§ Description of the task
The records below are to be quoted in full; please keep every word exact.

▼

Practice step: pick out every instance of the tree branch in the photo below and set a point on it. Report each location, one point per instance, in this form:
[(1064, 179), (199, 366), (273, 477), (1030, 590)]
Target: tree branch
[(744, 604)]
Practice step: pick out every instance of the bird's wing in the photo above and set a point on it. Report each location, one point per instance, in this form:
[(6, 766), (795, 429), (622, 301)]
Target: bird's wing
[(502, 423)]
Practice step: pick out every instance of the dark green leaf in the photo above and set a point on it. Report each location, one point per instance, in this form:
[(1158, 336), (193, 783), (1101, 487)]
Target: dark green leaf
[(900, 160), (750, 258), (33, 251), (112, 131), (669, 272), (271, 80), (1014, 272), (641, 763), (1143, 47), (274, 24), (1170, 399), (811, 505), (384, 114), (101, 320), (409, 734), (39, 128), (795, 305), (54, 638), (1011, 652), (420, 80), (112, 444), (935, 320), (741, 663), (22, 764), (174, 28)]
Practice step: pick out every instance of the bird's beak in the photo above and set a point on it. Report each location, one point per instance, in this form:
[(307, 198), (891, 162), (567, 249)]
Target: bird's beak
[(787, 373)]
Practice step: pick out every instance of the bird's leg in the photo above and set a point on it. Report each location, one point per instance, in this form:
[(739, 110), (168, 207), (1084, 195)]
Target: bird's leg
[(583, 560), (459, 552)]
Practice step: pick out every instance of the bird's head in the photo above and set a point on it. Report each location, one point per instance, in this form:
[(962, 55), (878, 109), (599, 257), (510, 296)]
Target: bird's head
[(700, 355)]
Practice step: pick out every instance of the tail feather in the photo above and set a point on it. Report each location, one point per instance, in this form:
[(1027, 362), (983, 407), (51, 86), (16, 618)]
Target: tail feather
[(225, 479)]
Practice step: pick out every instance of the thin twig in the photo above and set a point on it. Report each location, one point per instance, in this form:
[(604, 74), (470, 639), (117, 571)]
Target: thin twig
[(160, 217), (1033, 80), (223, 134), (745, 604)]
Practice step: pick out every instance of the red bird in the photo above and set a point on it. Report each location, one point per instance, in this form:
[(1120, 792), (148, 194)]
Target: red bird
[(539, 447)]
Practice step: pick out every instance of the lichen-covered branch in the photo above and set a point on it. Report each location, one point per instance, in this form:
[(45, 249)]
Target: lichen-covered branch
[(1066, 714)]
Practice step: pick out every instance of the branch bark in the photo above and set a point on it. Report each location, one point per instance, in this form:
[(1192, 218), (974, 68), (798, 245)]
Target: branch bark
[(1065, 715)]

▲

§ Completed exercise
Practice step: pick out every instance of the tree branch in the photo below and set a point on it. Report each location, one point per instance, in this form:
[(1064, 179), (199, 366), (273, 477), (1030, 590)]
Target: tree branch
[(744, 604)]
Practice step: pick out every instance of the bird's wing in the photo above and set a point on it. Report each location, one point per instance, in this form:
[(6, 766), (795, 429), (622, 301)]
Target: bird's wing
[(502, 423)]
Practice step: pick out every instance of the dark green leaf in the photo above and set a point on it. Report each location, one point per instance, in this form:
[(1158, 336), (193, 783), (1101, 487)]
Target: dark green leaf
[(900, 160), (750, 258), (33, 251), (112, 131), (669, 272), (271, 80), (1014, 272), (641, 763), (1143, 47), (274, 24), (1170, 399), (811, 505), (384, 114), (101, 320), (409, 734), (39, 128), (795, 305), (54, 638), (1011, 652), (420, 80), (112, 444), (935, 320), (741, 663), (22, 764), (174, 28)]
Practice step: pick out every instance of the bird's beak in the photo above and set a point on it. Report each location, one point per instance, in this form:
[(307, 198), (891, 162), (567, 249)]
Target: bird's beak
[(787, 373)]
Practice step: pick out every instance of the bird's leg in the photo above and set a point on it. Report each location, one point per instance, in this form:
[(739, 110), (168, 207), (1084, 195)]
Target: bird's leg
[(583, 560), (459, 552)]
Practice step: pick out every instance of the bird's head in the photo above and set a point on it. Report each location, one point per instance, in this form:
[(962, 55), (878, 109), (599, 257), (510, 296)]
Target: bird's head
[(700, 355)]
Practice step: pick out every instance of the tail feather in the photo above and set a point on it. Report each location, one point per instance, in this form:
[(1027, 362), (983, 407), (51, 86), (16, 618)]
Target: tail feather
[(225, 479)]
Practice step: pick out every instance of the thin twig in the photo above and set a point on it. Report each location, one point per instance, in this form:
[(604, 74), (470, 639), (117, 571)]
Target: thin twig
[(160, 217), (1033, 80), (223, 134), (745, 604)]
Practice step: pick out every instance of the red bird in the photo above and set a point on it. Report each location, one point per instance, in this form:
[(1120, 792), (148, 194)]
Target: red bird
[(539, 447)]
Practice step: pick out every instance of the lichen-covered branch in the photo above and set a point on it. Report each location, one point per instance, in this form:
[(45, 249)]
Target: lichen-covered branch
[(1066, 714)]
Practice step: pick out every instance of the branch bark in the photo above and set a point on it. Report each location, one point per instance, in this form:
[(1192, 218), (974, 68), (798, 245)]
Target: branch bark
[(1065, 715)]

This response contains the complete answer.